_Your objective_
Output exactly the lines between the one holding "Where can you find the boot" and the last line of the data below, both of those lines included.

[[ Records for this exercise open ]]

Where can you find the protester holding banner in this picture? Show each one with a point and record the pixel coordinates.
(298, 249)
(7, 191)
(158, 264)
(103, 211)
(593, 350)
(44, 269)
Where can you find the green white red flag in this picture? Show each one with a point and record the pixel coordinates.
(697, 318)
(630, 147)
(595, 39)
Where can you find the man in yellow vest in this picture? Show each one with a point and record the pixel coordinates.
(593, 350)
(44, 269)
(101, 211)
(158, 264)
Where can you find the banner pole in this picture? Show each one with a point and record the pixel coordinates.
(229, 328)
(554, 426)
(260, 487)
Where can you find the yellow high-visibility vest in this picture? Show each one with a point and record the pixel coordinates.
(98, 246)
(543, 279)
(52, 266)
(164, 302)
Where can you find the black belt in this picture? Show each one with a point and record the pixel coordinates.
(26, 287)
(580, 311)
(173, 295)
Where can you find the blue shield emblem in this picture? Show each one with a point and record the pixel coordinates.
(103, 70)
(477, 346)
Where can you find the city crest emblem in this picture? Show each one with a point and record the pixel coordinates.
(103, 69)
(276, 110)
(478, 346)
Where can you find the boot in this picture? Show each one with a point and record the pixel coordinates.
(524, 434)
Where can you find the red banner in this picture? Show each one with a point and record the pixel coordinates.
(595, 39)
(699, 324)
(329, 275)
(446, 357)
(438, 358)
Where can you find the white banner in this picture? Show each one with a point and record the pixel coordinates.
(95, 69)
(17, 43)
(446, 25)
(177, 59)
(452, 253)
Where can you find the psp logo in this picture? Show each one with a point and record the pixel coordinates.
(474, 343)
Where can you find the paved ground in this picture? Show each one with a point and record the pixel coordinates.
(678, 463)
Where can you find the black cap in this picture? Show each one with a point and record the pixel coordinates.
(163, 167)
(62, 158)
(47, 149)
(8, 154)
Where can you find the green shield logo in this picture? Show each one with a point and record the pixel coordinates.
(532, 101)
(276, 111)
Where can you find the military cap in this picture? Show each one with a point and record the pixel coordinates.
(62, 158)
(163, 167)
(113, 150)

[[ Records for this exercise closed ]]

_Expected answer_
Where can you find the boot in this picture? Show each one with a point and record the pixel coordinates.
(524, 434)
Where can you find the red banner in this picture? Show each one with a point and record the pixel coordinates.
(595, 39)
(699, 324)
(329, 275)
(446, 357)
(438, 358)
Where can you find the white banner in this picture? Show each one with a point and record the pixel coordinates.
(95, 69)
(17, 43)
(446, 25)
(177, 59)
(452, 253)
Where can you find the psp logo in this picture? Show each one with a point and record the pixel coordinates.
(474, 343)
Where can you find the paved ground in this picture? Show each one with a point and record the pixel coordinates.
(678, 463)
Where can you find the black cap in this picture? Show each one with a point and record the pixel coordinates.
(163, 167)
(62, 158)
(47, 149)
(8, 154)
Where can you find the green shield logo in this picture? Show each one with a point and record the pixel coordinates.
(532, 101)
(276, 111)
Where can you find the military cap in this picture? Show each one with a point and record the pixel coordinates.
(62, 158)
(163, 167)
(113, 150)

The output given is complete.